Data entries:
[Start of section]
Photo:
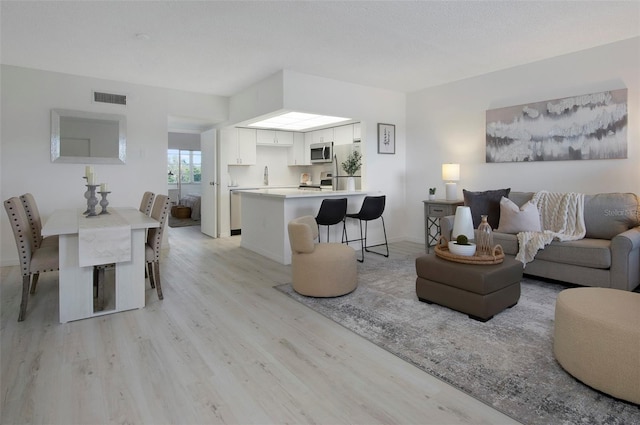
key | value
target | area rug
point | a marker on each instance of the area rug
(506, 362)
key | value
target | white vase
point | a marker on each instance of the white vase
(351, 184)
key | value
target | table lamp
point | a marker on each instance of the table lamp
(451, 174)
(463, 224)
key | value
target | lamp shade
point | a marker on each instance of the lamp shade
(463, 223)
(451, 172)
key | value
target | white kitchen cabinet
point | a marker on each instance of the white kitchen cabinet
(343, 135)
(299, 153)
(275, 138)
(243, 147)
(323, 136)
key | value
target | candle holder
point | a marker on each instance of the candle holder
(87, 195)
(92, 201)
(103, 202)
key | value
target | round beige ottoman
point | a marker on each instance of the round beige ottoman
(597, 339)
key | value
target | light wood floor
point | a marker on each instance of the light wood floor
(223, 347)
[End of section]
Your task is to reproduce exactly the lines that begin with the one containing "target | round beige ottoman" and continue to the end of the data, both ends included.

target | round beige ottoman
point | a marker on each instance of the round beige ottoman
(597, 339)
key | value
target | light wood floor
point | a marker on each instance of the light wood floor
(223, 347)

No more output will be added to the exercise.